### Exercise requirements
Leaving pictures aside, restate exactly the lines of the data below, from the first one through the line that contains "on sleeve, response".

§

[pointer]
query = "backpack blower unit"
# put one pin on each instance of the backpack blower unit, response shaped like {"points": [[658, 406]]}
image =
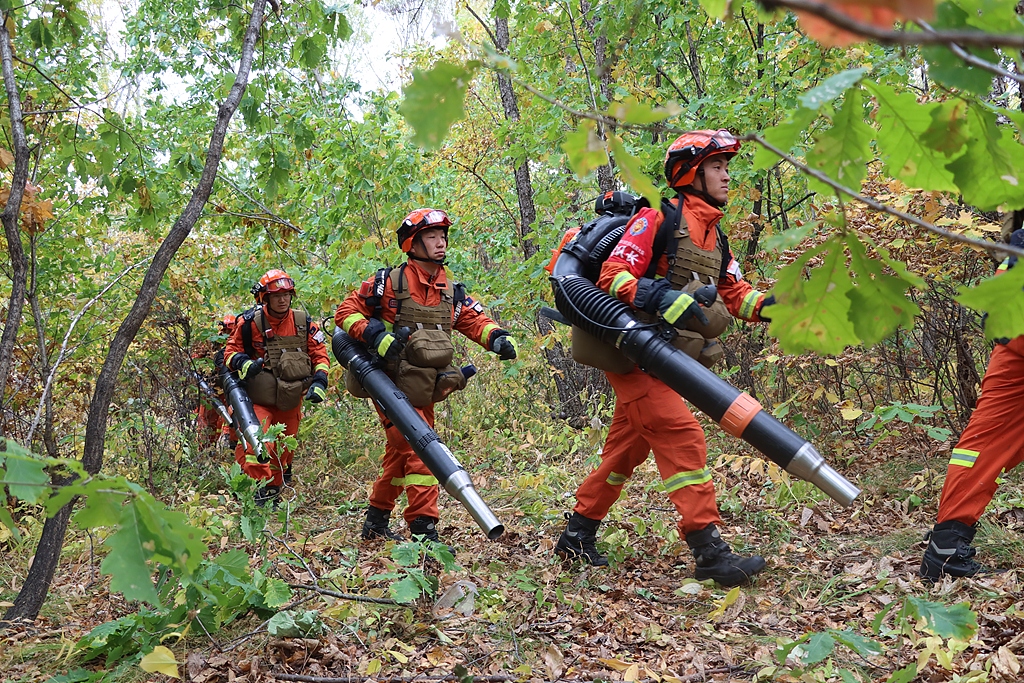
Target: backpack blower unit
{"points": [[585, 305], [425, 441]]}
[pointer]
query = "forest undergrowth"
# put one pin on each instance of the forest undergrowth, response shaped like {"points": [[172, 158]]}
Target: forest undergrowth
{"points": [[840, 600]]}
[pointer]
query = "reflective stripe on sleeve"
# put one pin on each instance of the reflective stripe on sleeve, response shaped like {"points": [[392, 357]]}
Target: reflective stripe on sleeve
{"points": [[964, 458], [623, 279], [487, 329], [683, 479], [750, 304]]}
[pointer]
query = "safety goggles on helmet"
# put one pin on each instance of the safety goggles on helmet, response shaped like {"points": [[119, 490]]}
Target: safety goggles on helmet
{"points": [[419, 220], [691, 150]]}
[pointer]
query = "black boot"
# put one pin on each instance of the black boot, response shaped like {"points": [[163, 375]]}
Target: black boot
{"points": [[949, 552], [267, 494], [579, 540], [424, 526], [376, 525], [716, 560]]}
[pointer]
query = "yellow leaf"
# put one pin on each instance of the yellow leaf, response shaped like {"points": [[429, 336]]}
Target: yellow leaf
{"points": [[615, 665], [160, 660]]}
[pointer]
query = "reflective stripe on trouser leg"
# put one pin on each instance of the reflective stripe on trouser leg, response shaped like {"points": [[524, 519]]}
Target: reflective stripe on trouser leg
{"points": [[995, 433], [402, 469], [623, 452], [665, 421]]}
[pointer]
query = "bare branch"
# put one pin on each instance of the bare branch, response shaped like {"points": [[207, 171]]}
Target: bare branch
{"points": [[997, 247], [838, 18]]}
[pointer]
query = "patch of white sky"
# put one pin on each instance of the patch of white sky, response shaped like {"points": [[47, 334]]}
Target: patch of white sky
{"points": [[375, 56]]}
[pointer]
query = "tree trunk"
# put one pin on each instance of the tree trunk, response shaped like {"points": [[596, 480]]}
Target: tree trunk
{"points": [[37, 584], [9, 217]]}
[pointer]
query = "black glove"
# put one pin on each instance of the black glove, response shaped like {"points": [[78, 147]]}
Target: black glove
{"points": [[317, 390], [504, 345], [385, 344], [246, 367], [768, 301]]}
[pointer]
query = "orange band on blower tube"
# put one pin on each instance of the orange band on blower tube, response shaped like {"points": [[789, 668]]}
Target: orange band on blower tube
{"points": [[739, 414]]}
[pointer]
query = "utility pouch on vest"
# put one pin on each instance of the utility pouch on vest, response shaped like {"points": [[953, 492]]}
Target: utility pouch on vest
{"points": [[449, 381], [354, 387], [417, 382], [262, 388], [718, 315], [293, 365], [590, 350], [430, 348]]}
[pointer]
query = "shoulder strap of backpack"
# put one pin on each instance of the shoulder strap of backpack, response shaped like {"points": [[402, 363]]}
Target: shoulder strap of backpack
{"points": [[380, 282]]}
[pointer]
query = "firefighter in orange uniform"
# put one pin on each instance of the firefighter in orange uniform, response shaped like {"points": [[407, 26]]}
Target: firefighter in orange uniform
{"points": [[991, 444], [280, 353], [660, 260], [422, 296]]}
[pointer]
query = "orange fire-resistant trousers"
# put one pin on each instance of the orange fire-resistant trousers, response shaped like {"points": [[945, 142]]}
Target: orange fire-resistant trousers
{"points": [[273, 470], [993, 440], [402, 469], [648, 417]]}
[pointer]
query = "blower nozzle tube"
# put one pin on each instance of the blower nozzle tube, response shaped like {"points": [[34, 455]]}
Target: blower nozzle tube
{"points": [[738, 414], [424, 440]]}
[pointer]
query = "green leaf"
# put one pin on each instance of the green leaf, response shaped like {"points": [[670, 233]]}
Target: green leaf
{"points": [[814, 314], [632, 172], [276, 593], [902, 124], [160, 660], [434, 100], [879, 302], [842, 153], [990, 172], [406, 554], [126, 562], [904, 675], [26, 476], [584, 150], [631, 111], [406, 590], [832, 88], [8, 521], [783, 136], [817, 647], [946, 622], [865, 647], [999, 296]]}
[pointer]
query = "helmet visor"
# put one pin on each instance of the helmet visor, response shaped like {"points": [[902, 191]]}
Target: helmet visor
{"points": [[281, 285]]}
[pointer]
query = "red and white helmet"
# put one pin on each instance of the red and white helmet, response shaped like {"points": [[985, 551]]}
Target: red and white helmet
{"points": [[419, 220], [692, 148], [272, 281]]}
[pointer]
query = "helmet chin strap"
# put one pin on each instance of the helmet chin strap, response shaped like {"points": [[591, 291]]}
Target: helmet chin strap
{"points": [[702, 194]]}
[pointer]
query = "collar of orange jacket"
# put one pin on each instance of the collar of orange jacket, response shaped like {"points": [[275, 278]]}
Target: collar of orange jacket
{"points": [[701, 219]]}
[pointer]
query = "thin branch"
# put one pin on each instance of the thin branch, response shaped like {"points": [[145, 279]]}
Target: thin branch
{"points": [[876, 206], [64, 346], [838, 18], [972, 59], [345, 596]]}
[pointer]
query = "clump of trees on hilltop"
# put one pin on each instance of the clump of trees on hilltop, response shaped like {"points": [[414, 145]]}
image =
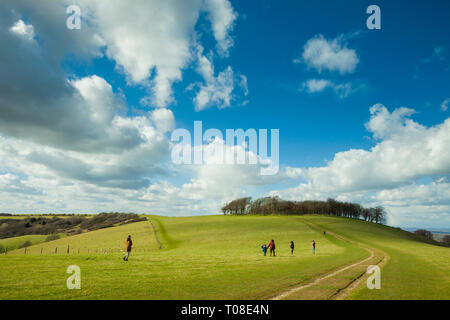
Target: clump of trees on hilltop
{"points": [[275, 205]]}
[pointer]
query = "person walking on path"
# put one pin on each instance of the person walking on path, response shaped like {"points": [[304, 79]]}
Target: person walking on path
{"points": [[128, 244], [264, 248], [272, 247]]}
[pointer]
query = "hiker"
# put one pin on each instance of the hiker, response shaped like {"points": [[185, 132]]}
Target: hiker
{"points": [[264, 248], [128, 244], [272, 247]]}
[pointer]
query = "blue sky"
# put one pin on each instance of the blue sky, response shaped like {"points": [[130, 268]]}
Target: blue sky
{"points": [[362, 117]]}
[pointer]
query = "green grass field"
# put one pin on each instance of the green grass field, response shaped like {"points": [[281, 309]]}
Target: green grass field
{"points": [[415, 270], [219, 257]]}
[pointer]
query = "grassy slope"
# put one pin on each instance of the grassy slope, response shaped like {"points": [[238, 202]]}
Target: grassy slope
{"points": [[415, 270], [15, 242], [213, 257], [108, 239]]}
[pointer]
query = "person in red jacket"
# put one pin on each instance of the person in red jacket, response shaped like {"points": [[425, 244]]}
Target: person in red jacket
{"points": [[128, 245], [272, 247]]}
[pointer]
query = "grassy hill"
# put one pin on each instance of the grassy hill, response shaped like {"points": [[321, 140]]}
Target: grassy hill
{"points": [[219, 257], [16, 242]]}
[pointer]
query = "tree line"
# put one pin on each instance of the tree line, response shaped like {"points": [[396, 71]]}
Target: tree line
{"points": [[275, 205]]}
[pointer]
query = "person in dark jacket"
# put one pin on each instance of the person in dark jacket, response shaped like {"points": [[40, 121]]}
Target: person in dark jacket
{"points": [[128, 245], [272, 247]]}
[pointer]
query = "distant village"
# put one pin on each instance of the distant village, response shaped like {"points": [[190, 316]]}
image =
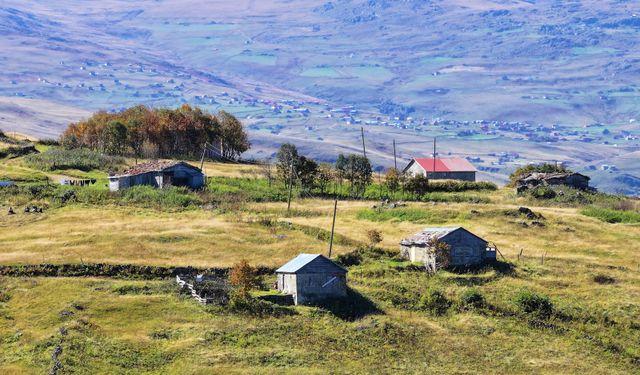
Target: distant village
{"points": [[273, 115]]}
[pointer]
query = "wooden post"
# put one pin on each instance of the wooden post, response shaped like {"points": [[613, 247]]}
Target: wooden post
{"points": [[290, 188], [395, 162], [204, 149], [434, 155], [364, 150], [333, 225]]}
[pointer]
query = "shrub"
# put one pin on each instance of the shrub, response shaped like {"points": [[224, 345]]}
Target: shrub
{"points": [[435, 302], [472, 298], [604, 279], [534, 304], [243, 277], [49, 142], [374, 236]]}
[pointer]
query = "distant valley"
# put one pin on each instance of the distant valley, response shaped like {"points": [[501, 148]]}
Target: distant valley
{"points": [[501, 82]]}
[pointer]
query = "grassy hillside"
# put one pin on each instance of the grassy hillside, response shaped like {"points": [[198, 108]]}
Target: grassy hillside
{"points": [[563, 299]]}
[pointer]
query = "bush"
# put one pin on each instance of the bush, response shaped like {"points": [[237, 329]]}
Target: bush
{"points": [[472, 298], [534, 304], [82, 159], [435, 302], [374, 237], [604, 279], [243, 277]]}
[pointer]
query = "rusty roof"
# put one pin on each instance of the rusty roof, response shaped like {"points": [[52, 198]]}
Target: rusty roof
{"points": [[428, 234], [445, 164], [156, 166]]}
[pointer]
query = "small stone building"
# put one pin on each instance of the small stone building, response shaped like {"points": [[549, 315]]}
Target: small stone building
{"points": [[442, 169], [466, 248], [533, 180], [159, 175], [311, 278]]}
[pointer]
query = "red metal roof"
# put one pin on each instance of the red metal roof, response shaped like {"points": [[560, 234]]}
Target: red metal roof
{"points": [[446, 165]]}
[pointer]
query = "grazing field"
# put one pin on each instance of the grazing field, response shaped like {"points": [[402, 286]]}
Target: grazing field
{"points": [[562, 298]]}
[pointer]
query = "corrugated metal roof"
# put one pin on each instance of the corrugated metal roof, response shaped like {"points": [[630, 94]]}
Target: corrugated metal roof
{"points": [[298, 263], [426, 235], [155, 167], [446, 165]]}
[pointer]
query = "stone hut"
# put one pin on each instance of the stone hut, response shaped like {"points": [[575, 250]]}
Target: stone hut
{"points": [[466, 248], [159, 175], [533, 180], [442, 169], [311, 278]]}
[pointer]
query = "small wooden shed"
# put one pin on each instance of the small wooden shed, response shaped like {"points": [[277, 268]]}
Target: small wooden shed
{"points": [[466, 248], [159, 174], [312, 278]]}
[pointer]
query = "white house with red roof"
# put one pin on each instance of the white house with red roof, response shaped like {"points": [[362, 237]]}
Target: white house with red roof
{"points": [[454, 168]]}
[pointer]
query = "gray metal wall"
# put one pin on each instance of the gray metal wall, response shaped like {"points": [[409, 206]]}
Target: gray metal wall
{"points": [[310, 286], [466, 249]]}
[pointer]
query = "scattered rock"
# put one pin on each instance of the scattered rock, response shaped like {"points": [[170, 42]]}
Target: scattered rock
{"points": [[529, 213], [66, 313]]}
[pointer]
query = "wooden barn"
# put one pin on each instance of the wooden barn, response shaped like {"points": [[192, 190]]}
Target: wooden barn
{"points": [[311, 278], [466, 248], [159, 175], [442, 169]]}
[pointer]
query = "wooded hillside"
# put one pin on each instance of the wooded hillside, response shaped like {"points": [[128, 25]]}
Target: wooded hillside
{"points": [[158, 132]]}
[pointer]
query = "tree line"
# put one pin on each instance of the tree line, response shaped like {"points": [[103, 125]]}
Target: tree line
{"points": [[146, 132], [352, 175]]}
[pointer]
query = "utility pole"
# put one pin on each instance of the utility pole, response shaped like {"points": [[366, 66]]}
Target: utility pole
{"points": [[434, 155], [395, 162], [333, 225], [364, 150], [290, 188], [204, 149]]}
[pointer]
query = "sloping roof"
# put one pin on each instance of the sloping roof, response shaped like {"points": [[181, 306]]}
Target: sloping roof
{"points": [[296, 264], [546, 176], [426, 235], [445, 164], [156, 167]]}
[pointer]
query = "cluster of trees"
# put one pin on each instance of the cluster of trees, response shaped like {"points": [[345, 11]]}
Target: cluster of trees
{"points": [[141, 131], [356, 173], [294, 168]]}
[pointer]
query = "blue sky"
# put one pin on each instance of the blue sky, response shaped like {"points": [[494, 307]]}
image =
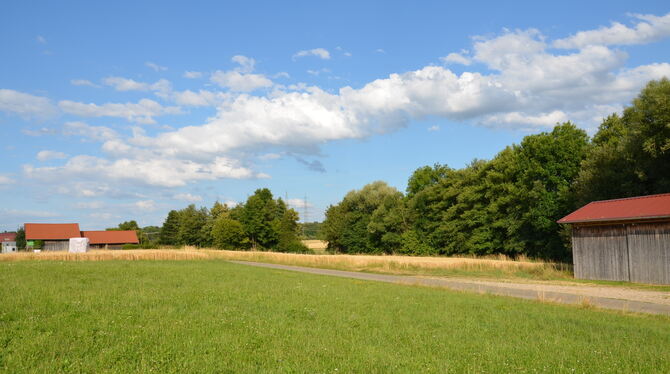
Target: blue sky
{"points": [[111, 111]]}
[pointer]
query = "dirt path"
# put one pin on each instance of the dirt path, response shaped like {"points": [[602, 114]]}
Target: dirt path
{"points": [[625, 299]]}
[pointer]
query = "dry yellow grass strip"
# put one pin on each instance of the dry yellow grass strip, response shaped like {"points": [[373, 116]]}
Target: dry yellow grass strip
{"points": [[386, 264]]}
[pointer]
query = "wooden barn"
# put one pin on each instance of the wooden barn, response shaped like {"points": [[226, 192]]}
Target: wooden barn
{"points": [[110, 239], [56, 236], [622, 239]]}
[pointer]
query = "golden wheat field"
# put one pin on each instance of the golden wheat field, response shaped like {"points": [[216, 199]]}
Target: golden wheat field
{"points": [[386, 264]]}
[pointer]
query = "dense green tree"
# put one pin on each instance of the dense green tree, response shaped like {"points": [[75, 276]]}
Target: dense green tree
{"points": [[257, 216], [630, 155], [191, 222], [131, 226], [20, 238], [228, 233], [347, 225], [170, 231]]}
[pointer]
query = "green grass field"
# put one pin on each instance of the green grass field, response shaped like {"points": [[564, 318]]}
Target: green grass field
{"points": [[212, 316]]}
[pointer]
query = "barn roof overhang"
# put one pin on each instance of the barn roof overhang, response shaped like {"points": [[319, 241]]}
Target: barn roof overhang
{"points": [[632, 209]]}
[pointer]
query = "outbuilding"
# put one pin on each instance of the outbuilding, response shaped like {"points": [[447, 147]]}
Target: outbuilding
{"points": [[7, 242], [112, 239], [622, 239], [56, 236]]}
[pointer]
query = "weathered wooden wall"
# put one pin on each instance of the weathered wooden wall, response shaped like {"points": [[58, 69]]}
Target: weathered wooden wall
{"points": [[637, 252], [600, 252], [649, 251], [56, 245]]}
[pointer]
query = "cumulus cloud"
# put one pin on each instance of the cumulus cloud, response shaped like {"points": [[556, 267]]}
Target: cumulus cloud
{"points": [[5, 180], [162, 86], [187, 197], [24, 214], [163, 172], [321, 53], [26, 105], [649, 28], [456, 58], [47, 155], [140, 112], [241, 79], [526, 85], [90, 205], [86, 131], [145, 205], [299, 204], [82, 82], [192, 74], [314, 165], [155, 67], [199, 98]]}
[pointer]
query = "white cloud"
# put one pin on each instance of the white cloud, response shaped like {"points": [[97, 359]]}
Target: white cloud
{"points": [[26, 105], [155, 66], [648, 29], [162, 86], [82, 82], [90, 205], [247, 64], [145, 205], [318, 52], [47, 155], [270, 156], [240, 82], [163, 172], [26, 214], [188, 197], [299, 204], [192, 74], [84, 130], [200, 98], [140, 112], [526, 86], [5, 180], [241, 79], [456, 58]]}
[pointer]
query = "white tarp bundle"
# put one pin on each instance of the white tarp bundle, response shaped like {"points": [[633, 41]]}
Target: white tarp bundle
{"points": [[78, 245]]}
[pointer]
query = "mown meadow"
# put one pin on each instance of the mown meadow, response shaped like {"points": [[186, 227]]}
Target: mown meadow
{"points": [[213, 316]]}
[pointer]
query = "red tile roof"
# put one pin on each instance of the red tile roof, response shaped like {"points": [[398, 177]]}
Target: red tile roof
{"points": [[8, 237], [632, 208], [52, 231], [111, 237]]}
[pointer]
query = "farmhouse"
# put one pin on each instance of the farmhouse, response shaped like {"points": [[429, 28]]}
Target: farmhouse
{"points": [[622, 239], [110, 239], [7, 242], [56, 236]]}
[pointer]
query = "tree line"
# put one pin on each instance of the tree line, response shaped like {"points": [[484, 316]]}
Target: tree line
{"points": [[510, 204], [260, 223]]}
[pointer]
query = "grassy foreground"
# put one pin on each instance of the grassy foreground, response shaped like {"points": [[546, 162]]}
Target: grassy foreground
{"points": [[213, 316]]}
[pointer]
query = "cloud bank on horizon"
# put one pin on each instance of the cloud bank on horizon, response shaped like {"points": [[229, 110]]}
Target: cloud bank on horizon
{"points": [[517, 80]]}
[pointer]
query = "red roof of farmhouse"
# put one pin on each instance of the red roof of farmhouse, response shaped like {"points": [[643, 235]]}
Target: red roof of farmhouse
{"points": [[632, 208], [8, 237], [111, 237], [52, 231]]}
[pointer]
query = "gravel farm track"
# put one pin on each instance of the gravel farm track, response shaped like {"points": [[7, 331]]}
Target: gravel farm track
{"points": [[617, 298]]}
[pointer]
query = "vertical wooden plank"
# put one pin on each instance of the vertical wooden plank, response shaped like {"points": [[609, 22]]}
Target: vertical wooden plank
{"points": [[650, 252], [600, 252]]}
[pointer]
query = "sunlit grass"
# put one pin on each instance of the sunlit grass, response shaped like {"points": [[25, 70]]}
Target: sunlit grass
{"points": [[212, 316]]}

§

### Answer below
[pointer]
query = "backpack blower unit"
# put one pin on each instance of the backpack blower unit, response shaped like {"points": [[658, 406]]}
image =
Target: backpack blower unit
{"points": [[585, 305], [425, 441]]}
[pointer]
query = "forest undergrowth"
# put one pin on each instance of the forest undergrowth, response shaped like {"points": [[172, 158]]}
Target: forest undergrowth
{"points": [[840, 600]]}
[pointer]
query = "reflective stripe on sleeve"
# put one pin on each instance of the reflective stripe on sleeve, response shaped like {"points": [[392, 357]]}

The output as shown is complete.